RECORDS SUPPLIED
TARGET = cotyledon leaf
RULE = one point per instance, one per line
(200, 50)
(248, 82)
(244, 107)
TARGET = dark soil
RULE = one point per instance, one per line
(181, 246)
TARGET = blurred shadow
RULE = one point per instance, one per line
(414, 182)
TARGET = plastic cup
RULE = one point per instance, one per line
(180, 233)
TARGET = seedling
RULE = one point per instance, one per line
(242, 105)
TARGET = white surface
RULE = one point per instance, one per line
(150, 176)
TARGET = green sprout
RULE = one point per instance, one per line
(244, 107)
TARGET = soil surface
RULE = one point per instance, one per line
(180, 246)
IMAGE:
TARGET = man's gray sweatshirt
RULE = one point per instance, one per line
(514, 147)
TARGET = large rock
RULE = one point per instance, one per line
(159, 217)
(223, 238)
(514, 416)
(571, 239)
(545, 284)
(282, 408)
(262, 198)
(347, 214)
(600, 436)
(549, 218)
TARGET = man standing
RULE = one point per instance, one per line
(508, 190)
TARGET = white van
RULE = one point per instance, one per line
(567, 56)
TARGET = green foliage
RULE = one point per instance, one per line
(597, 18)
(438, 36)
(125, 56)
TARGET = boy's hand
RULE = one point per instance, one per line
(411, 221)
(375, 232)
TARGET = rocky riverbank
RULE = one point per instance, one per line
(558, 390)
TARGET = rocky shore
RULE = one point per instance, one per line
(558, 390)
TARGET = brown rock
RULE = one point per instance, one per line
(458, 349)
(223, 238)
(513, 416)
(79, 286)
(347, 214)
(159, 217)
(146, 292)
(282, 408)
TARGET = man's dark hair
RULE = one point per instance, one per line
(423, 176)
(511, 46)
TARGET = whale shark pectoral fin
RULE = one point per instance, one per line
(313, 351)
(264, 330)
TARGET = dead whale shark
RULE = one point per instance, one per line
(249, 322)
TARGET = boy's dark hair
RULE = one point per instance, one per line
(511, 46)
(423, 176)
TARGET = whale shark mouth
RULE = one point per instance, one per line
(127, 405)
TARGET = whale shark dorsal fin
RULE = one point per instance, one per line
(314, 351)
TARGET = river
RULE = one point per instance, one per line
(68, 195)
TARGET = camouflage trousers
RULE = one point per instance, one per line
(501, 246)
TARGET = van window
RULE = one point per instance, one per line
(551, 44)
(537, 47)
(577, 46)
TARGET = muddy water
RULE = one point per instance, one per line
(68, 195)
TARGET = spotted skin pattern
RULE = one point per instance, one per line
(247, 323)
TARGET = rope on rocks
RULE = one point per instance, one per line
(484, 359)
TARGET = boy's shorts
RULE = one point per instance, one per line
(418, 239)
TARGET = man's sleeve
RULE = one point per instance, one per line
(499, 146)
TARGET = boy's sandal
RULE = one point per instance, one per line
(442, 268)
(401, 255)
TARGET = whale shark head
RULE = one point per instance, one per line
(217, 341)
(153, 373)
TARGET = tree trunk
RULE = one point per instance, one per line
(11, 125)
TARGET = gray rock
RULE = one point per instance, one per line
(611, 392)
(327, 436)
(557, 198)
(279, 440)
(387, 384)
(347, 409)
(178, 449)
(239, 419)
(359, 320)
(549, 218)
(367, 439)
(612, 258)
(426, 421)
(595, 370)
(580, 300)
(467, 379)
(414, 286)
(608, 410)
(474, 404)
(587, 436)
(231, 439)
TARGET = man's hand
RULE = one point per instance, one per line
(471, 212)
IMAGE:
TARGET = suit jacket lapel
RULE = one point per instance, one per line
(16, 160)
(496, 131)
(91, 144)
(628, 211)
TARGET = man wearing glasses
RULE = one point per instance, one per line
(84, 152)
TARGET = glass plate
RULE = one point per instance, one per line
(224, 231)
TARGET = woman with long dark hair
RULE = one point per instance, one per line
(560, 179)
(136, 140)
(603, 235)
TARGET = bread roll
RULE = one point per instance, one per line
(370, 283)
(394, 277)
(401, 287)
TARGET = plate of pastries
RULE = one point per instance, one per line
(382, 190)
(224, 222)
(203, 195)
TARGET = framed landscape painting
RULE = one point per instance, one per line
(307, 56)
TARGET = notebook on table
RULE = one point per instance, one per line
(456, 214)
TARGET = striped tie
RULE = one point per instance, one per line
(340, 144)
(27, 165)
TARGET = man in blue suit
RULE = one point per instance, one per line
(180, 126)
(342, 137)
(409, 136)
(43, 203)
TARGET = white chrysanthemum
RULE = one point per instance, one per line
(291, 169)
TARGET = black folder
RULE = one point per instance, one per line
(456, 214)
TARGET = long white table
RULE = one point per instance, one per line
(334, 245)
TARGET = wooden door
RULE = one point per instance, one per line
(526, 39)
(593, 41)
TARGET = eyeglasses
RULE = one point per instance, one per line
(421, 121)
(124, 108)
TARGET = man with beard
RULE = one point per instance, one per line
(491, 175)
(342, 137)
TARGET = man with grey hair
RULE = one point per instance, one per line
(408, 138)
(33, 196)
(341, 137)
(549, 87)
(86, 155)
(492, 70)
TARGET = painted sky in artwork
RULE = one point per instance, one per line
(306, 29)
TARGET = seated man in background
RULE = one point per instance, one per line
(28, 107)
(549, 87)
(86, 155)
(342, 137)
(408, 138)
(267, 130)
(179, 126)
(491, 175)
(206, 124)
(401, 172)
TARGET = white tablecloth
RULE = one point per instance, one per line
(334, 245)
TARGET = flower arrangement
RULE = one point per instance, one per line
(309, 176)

WHAT TO DO
Each line in the entries above, starting at the line with "TARGET = man wearing glasses" and ending at the line with "TARGET = bread roll", is to be printed exactly, and only those lines.

WRITTEN ANSWER
TARGET = man wearing glasses
RULE = one point per instance, one per line
(84, 152)
TARGET = glass plate
RULE = one point per instance, one per line
(224, 231)
TARGET = woman with long dark hair
RULE = one point per instance, one per line
(560, 179)
(136, 140)
(603, 235)
TARGET = bread roll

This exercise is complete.